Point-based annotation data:
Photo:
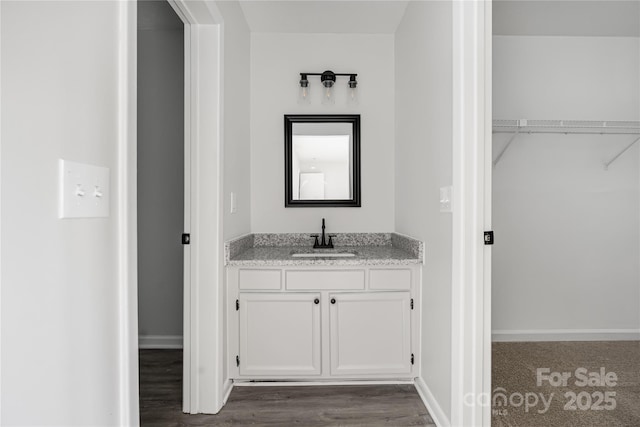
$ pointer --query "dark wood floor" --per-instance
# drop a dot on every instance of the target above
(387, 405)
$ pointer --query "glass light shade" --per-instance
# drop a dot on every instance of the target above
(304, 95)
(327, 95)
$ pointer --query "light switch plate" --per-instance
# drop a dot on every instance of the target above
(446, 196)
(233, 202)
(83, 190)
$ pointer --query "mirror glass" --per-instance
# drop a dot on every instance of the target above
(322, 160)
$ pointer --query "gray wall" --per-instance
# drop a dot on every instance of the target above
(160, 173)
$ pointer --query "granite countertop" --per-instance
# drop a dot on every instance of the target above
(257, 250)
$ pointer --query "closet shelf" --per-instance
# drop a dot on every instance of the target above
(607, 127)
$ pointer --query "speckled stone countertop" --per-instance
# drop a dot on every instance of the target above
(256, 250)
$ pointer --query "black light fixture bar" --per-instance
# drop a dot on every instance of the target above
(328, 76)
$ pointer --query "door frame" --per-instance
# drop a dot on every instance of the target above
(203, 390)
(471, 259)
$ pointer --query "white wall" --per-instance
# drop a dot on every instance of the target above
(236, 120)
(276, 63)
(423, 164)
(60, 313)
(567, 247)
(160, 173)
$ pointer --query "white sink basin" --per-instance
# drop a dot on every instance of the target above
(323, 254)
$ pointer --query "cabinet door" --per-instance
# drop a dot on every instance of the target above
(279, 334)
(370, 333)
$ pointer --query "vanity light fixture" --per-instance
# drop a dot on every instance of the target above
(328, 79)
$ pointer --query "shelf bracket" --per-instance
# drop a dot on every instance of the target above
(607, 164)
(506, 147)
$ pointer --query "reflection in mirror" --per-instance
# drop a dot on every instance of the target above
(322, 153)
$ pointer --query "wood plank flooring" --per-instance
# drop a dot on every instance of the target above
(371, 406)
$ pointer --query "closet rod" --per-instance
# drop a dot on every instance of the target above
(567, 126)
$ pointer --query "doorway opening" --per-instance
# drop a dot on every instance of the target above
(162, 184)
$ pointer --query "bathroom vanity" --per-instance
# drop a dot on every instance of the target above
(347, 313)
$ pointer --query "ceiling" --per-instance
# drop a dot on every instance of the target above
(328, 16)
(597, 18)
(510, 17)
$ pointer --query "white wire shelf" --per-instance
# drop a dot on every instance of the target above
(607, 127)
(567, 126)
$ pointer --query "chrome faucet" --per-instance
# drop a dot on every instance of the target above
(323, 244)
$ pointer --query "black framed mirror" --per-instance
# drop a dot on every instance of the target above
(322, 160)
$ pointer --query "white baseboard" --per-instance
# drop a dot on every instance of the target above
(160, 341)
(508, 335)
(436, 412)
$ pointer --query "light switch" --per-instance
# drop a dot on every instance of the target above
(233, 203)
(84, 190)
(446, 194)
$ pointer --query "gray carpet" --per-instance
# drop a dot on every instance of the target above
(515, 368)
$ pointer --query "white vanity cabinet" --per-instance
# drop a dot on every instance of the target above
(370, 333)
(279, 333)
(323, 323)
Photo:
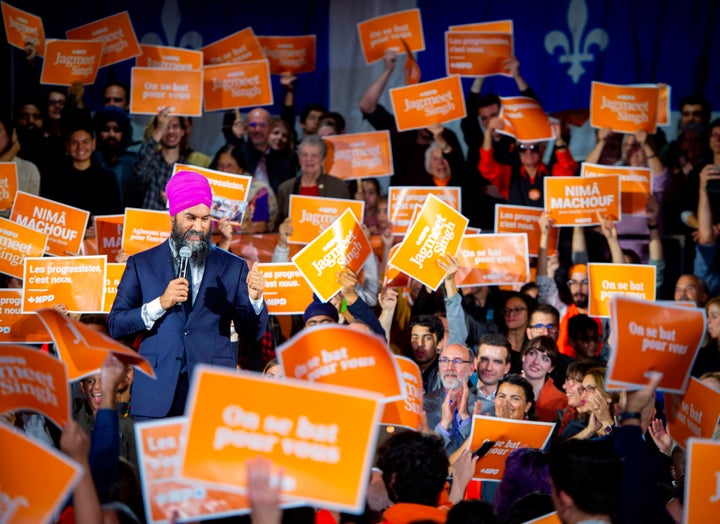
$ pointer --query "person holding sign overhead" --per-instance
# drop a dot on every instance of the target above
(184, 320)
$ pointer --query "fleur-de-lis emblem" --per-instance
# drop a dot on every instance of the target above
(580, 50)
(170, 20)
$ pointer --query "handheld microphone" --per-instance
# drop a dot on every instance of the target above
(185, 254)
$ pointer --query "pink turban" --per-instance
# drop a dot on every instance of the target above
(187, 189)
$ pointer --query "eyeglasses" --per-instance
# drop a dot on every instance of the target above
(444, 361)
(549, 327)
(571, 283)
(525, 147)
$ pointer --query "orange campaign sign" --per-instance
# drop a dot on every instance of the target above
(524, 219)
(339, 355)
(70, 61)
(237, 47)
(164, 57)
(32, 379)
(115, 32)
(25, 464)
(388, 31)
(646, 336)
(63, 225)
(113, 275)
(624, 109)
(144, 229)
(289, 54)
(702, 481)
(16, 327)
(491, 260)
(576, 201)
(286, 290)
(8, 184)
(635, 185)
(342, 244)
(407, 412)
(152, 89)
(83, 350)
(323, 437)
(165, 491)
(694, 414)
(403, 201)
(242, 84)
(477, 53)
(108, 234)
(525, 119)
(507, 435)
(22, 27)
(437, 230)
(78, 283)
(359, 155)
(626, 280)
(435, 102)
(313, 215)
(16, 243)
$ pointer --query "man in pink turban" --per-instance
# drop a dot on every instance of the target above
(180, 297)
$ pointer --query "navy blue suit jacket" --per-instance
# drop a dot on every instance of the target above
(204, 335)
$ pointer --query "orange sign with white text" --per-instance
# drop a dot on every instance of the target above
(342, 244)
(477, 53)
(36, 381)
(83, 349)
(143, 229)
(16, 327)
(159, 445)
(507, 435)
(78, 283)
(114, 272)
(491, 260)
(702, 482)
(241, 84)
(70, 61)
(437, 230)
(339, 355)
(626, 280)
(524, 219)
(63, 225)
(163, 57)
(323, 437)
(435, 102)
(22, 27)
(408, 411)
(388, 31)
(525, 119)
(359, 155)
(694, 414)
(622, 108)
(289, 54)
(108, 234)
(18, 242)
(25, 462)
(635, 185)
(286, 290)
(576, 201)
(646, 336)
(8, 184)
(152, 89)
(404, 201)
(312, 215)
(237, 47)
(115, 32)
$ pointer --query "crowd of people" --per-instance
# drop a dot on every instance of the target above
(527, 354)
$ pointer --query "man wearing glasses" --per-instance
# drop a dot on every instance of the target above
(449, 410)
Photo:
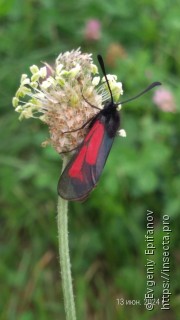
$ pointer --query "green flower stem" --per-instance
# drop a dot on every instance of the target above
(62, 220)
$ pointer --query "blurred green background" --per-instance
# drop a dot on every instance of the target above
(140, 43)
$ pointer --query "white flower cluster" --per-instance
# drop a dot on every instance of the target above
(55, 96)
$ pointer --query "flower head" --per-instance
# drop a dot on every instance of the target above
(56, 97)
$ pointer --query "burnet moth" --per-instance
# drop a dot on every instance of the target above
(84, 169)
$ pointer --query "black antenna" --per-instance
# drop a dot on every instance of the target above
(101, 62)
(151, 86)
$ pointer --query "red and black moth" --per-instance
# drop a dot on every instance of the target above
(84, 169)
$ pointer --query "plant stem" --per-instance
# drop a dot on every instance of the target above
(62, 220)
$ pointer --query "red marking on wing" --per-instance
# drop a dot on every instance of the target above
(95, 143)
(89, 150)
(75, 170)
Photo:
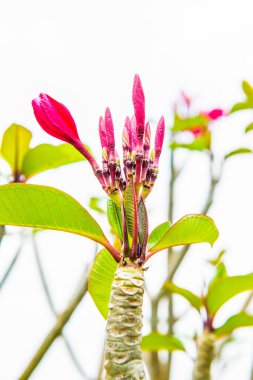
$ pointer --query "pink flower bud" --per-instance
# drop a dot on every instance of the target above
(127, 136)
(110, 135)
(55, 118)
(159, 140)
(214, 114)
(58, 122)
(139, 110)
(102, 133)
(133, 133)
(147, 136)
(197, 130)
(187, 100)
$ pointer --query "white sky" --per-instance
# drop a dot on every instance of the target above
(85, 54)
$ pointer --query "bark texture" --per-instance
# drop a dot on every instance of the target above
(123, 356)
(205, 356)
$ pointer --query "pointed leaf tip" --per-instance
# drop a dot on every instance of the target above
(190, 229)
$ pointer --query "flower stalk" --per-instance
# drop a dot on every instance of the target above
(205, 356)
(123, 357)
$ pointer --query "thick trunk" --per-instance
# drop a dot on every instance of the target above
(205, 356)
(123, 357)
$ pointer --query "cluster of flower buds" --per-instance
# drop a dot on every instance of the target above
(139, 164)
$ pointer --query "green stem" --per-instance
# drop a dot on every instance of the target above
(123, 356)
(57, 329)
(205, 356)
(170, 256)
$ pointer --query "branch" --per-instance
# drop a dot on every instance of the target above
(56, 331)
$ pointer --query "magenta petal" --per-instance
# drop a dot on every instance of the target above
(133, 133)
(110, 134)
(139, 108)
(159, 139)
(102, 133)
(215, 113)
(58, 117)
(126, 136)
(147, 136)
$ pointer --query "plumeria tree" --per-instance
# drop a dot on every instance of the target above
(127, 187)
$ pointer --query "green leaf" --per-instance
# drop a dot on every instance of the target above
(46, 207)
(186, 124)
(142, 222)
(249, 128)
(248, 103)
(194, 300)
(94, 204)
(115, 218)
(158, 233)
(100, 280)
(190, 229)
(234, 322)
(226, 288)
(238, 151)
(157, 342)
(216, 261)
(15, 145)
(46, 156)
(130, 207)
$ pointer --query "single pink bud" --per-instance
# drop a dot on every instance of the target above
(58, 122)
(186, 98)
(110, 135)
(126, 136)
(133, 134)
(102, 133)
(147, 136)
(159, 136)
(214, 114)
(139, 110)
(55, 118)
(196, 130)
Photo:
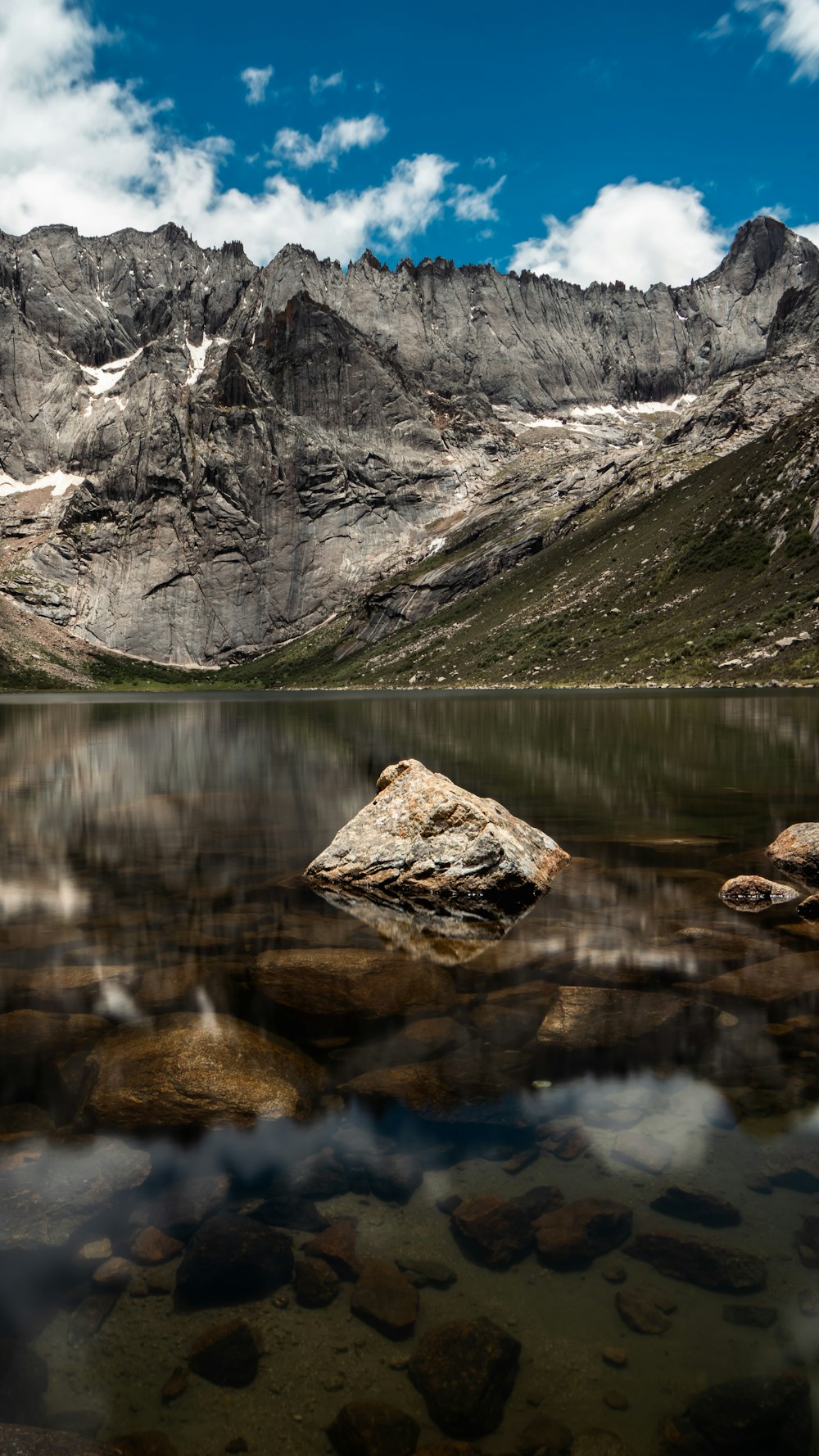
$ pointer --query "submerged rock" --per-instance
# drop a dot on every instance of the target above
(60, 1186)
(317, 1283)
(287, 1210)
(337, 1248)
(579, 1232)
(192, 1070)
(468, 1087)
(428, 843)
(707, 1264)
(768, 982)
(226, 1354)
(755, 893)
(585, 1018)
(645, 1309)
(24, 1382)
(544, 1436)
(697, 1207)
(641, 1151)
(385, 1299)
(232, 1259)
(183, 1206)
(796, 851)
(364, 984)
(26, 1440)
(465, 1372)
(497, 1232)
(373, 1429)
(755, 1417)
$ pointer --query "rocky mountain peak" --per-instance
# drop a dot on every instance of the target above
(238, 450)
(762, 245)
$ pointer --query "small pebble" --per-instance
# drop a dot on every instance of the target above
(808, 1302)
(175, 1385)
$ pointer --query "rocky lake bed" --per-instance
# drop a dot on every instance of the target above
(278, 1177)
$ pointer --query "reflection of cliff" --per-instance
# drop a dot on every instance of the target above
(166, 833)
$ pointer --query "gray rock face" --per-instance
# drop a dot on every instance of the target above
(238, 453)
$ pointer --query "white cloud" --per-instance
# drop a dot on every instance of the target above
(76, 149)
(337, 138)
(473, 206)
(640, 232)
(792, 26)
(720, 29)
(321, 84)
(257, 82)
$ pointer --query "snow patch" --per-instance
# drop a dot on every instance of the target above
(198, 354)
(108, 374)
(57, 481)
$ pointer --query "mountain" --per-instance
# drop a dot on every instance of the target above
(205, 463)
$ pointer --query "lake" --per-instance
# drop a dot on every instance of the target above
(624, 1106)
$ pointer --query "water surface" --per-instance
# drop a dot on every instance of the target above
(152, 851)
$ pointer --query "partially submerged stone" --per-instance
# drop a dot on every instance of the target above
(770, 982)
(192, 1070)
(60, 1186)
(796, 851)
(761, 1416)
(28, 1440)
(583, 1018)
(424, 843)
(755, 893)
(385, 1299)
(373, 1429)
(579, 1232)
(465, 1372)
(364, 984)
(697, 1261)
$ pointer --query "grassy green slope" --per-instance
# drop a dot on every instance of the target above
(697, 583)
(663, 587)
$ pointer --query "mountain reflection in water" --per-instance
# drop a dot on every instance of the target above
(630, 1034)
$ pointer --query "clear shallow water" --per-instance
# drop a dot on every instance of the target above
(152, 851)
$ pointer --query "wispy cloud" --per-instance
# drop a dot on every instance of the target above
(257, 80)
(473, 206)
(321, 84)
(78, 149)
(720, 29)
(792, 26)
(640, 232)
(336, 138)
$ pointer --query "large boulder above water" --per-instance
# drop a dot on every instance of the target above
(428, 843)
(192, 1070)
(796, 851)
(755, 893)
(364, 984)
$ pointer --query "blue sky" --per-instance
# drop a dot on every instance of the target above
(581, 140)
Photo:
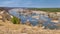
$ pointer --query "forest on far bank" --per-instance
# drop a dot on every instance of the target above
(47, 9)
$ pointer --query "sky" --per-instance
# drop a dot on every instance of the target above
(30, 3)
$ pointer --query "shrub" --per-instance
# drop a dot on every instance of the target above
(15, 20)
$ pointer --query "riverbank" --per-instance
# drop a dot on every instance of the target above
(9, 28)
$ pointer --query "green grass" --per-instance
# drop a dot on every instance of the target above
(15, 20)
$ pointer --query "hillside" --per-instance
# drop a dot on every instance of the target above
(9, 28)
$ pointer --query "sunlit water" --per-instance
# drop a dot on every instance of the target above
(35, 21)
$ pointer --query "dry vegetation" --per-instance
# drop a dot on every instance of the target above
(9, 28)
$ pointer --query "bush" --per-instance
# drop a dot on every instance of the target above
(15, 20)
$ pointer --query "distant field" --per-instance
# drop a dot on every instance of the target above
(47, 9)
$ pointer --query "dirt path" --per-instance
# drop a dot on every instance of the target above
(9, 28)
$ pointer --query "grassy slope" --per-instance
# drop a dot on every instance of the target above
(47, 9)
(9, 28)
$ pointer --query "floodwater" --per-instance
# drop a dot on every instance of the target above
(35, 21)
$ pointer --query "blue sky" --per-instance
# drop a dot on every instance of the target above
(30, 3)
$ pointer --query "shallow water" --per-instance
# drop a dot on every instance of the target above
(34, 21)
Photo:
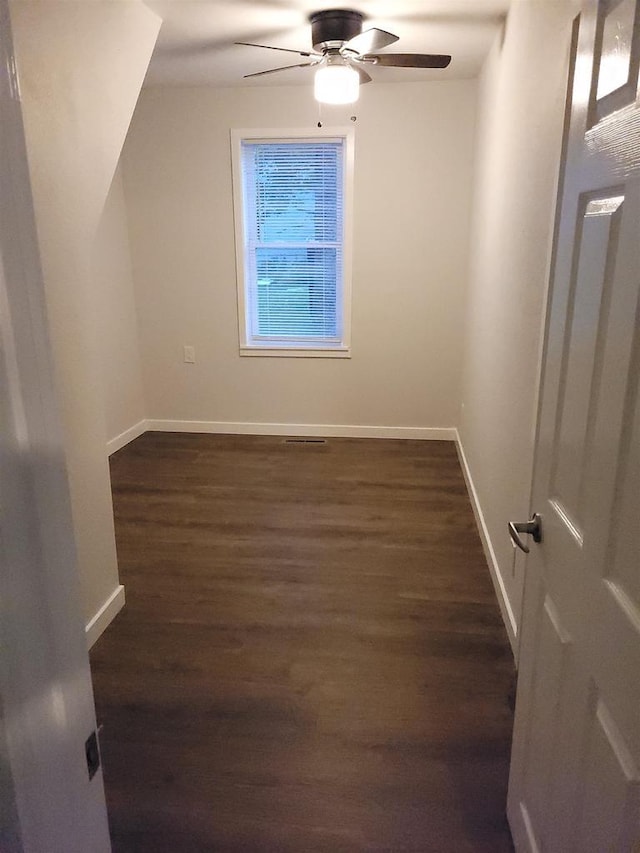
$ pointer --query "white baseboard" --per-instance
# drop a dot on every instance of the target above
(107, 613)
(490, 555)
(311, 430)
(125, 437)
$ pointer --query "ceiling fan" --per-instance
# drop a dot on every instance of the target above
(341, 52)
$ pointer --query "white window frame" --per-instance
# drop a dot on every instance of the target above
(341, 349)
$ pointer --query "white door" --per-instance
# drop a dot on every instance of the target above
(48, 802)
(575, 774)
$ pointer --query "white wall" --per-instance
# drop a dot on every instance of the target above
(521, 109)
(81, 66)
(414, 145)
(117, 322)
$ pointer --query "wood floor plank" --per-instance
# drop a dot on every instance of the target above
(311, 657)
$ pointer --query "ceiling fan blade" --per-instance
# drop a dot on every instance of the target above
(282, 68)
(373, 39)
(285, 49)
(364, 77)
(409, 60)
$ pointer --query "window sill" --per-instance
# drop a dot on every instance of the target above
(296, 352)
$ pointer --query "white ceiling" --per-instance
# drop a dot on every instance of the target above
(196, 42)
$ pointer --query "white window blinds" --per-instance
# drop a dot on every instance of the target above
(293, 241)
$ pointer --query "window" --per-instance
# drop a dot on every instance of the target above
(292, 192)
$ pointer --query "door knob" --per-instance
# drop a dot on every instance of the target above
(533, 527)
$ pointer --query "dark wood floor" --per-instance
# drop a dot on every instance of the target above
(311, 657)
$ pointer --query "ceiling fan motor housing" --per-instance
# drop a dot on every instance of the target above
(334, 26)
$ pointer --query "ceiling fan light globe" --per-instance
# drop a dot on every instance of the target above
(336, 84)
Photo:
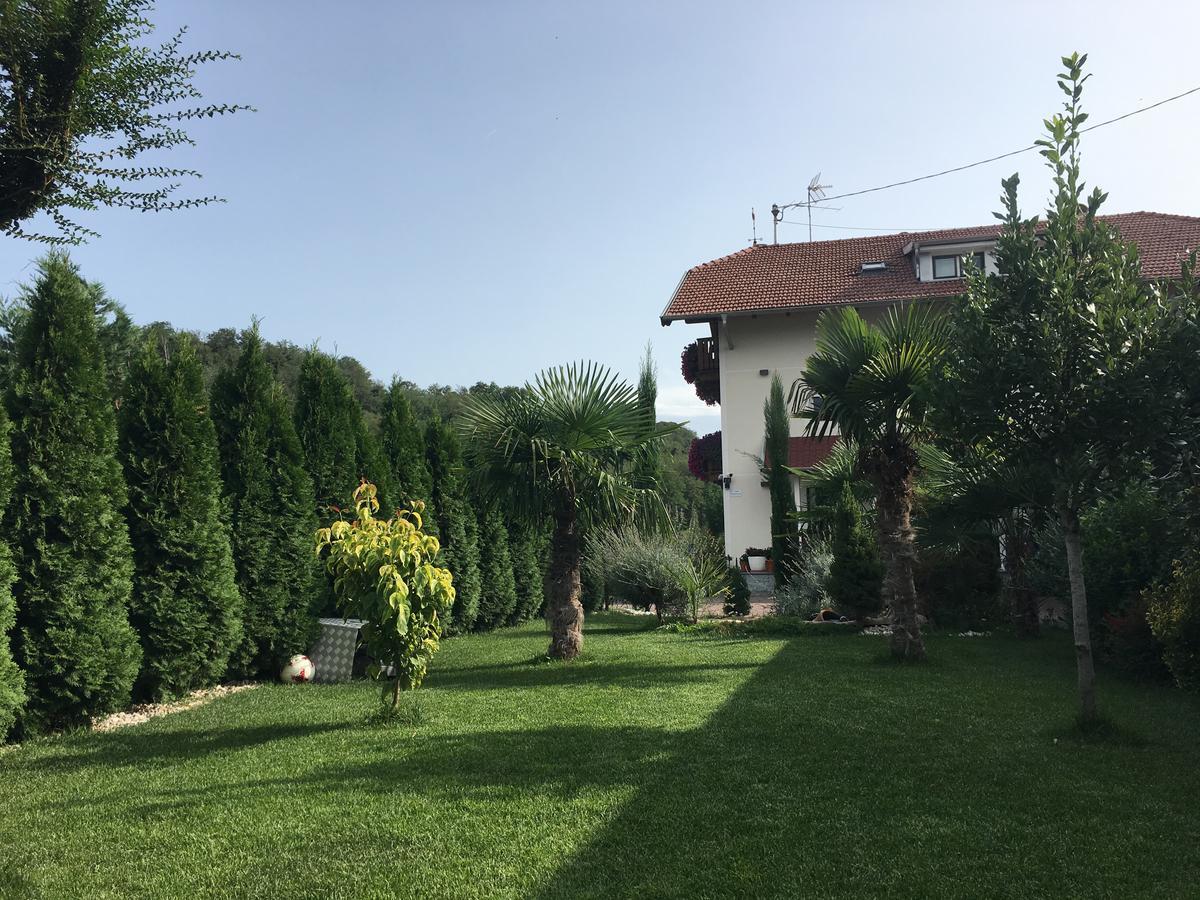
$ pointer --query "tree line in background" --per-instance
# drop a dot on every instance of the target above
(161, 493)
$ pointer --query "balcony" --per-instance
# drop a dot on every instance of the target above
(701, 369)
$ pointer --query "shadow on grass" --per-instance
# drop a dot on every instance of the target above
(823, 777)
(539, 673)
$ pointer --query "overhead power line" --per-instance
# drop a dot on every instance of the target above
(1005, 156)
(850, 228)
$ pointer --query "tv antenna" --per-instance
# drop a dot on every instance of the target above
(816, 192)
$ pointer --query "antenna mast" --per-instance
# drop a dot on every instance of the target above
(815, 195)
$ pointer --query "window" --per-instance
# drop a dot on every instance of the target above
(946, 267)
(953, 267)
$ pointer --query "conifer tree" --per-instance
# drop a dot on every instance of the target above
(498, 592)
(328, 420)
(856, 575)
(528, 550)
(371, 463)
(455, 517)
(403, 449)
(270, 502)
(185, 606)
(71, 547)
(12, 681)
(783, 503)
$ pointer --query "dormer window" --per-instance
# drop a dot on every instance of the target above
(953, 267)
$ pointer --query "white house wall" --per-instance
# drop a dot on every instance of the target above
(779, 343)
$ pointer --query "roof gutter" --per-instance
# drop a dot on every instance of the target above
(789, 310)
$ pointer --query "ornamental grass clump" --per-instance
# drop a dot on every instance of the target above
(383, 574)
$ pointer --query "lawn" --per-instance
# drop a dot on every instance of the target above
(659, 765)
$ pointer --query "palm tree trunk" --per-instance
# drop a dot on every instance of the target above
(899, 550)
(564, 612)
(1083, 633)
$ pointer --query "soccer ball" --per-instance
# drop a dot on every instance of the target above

Challenge. Extract every line from the entries above that contains the word "pink", and copy each one.

Result of this exercise.
$ pointer --query "pink turban" --per-instance
$ pointer --query "man in pink turban" --per-instance
$ pointer --query "pink flower bud" --per-instance
$ pointer --query "single pink bud" --per-instance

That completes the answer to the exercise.